■ À FAIRE
- 1) Recopiez le passage du texte sur les décisions absurdes, en commençant par "Alain Brunel, sociologue" et en allant jusqu'à "à cette question.".
- 2) Dans le listing, prenez les lignes à partir de celle qui contient "Can you see the green soccer" jusqu'à la fin du listing. Présentez-les sous forme de liste JSON de chaînes, une par ligne, sans les lignes vides.
---------- TEXTE À LIRE
Alain Brunel, sociologue des organisations

 

Décider c’est prendre le risque de se tromper. Tout le monde le sait. Mais comment expliquer la prise de décisions manifestement absurdes ? Y a-t-il des moyens, des procédures, des comportements qui réduisent le risque de faire de tels choix ? Dans le passionnant livre Les décisions absurdes II, comment les éviter, (Gallimard 2012), le sociologue Christian Morel répond positivement à cette question.
L’auteur aborde ici un domaine de recherche relativement récent de la sociologie de la décision,  domaine  qui a bénéficié de l’apport de la vision globale de la sécurité dans l’aéronautique ainsi que celui des sociologues de l’école américaine dite des HRO (High Reliability Organizations), les organisations à haute fiabilité. Le premier tome des Décisions absurdes, publié en 2002, révélait à travers l’analyse d’accidents majeurs comme ceux de Three Miles Island et de Tchernobyl, ou celui de la navette spatiale Challenger, que des facteurs psychosociologiques – et pas seulement techniques – induisaient des processus accidentogènes.
--------------------
---------- LISTING FOURNI
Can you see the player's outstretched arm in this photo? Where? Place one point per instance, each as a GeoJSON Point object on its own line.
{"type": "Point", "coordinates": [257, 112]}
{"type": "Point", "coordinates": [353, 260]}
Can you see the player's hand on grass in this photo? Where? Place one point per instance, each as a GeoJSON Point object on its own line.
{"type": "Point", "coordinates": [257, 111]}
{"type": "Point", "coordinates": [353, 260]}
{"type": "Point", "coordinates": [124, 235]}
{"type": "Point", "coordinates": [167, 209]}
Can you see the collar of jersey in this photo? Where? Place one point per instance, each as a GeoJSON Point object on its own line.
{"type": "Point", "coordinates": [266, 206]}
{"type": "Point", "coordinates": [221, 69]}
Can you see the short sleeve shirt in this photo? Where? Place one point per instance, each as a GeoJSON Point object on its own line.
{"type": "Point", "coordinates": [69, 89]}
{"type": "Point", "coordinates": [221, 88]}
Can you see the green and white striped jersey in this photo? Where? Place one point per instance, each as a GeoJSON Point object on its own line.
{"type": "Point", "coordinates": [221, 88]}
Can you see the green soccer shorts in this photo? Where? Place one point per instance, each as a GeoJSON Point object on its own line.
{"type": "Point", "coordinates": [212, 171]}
--------------------
■ RÉPONSES
- 1)
Alain Brunel, sociologue des organisations

 

Décider c’est prendre le risque de se tromper. Tout le monde le sait. Mais comment expliquer la prise de décisions manifestement absurdes ? Y a-t-il des moyens, des procédures, des comportements qui réduisent le risque de faire de tels choix ? Dans le passionnant livre Les décisions absurdes II, comment les éviter, (Gallimard 2012), le sociologue Christian Morel répond positivement à cette question.

- 2)
[
  "Can you see the green soccer shorts in this photo? Where? Place one point per instance, each as a GeoJSON Point object on its own line.",
  "{\"type\": \"Point\", \"coordinates\": [212, 171]}"
]